### Text
-- Opening Marker --

Officials say the new state crime lab in Ankeny faces a daunting new job — taking DNA samples from every criminal in the state. Laboratory Administrator Jerry Brown says even with the expanded new facility, samples are already getting backlogged because of a new law requiring a genetic record be made on every offender. Brown says they did D-N-A testing before in the old — and much smaller — facility, but only for a small number of crimes. “Now it encompasses all the crimes of anybody that’s convicted within the state,” Brown says. He says the change was included in a bill signed by the governor last month that aimed to crackdown on sex offenders. “Now it encompasses all the crimes of anybody that’s convicted within the state,” says Brown. At first, they expect to have as many as 20,000 cases a year, as they sample everyone in every prison and jail.

Eventually, the rate’s expected to settle down to 8,000 a year as they sample the D-N-A of just the new offenders going into the system. Brown says the lab still depends on collection of D-N-A at crime scenes, accidents and other locations by local law-enforcement officers and investigators. He says there’s always going to be that manual labor — “finding the D-N-A, finding the samples, cutting them out, preparing them, that’s never going to change.” Brown predicts it will take the staff three years to deal with recording DNA samples from every person in the state’s criminal justice system.

-- Closing Marker --

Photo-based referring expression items
-- Opening Marker --

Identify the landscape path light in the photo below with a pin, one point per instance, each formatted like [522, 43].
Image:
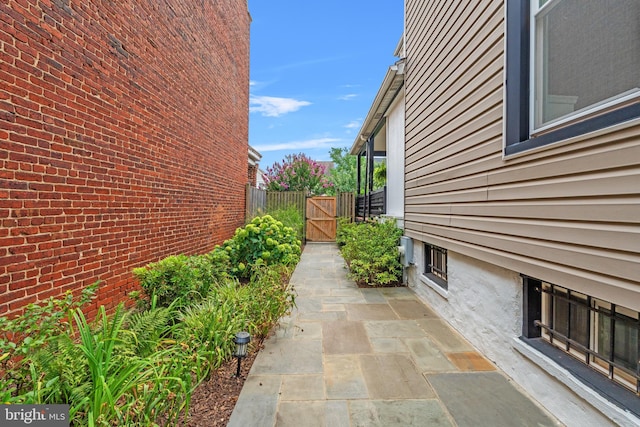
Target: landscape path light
[241, 339]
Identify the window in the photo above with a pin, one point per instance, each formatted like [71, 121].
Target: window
[599, 333]
[436, 264]
[573, 67]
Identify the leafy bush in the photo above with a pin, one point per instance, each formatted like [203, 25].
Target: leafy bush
[140, 368]
[370, 249]
[28, 333]
[345, 231]
[264, 240]
[182, 278]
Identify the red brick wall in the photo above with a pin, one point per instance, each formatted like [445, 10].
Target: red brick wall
[123, 139]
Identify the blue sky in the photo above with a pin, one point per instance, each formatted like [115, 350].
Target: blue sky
[315, 68]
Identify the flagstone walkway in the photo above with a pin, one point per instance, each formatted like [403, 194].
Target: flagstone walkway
[348, 356]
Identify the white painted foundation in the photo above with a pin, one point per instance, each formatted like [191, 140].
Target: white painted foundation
[484, 303]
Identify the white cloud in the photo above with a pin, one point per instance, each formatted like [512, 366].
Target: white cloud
[271, 106]
[298, 145]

-- Closing Marker --

Please write out the crime lab passage again, starting at the words "Eventually, the rate’s" and stopping after "criminal justice system.". Change "manual labor" to "hands-on work".

Eventually, the rate’s expected to settle down to 8,000 a year as they sample the D-N-A of just the new offenders going into the system. Brown says the lab still depends on collection of D-N-A at crime scenes, accidents and other locations by local law-enforcement officers and investigators. He says there’s always going to be that hands-on work — “finding the D-N-A, finding the samples, cutting them out, preparing them, that’s never going to change.” Brown predicts it will take the staff three years to deal with recording DNA samples from every person in the state’s criminal justice system.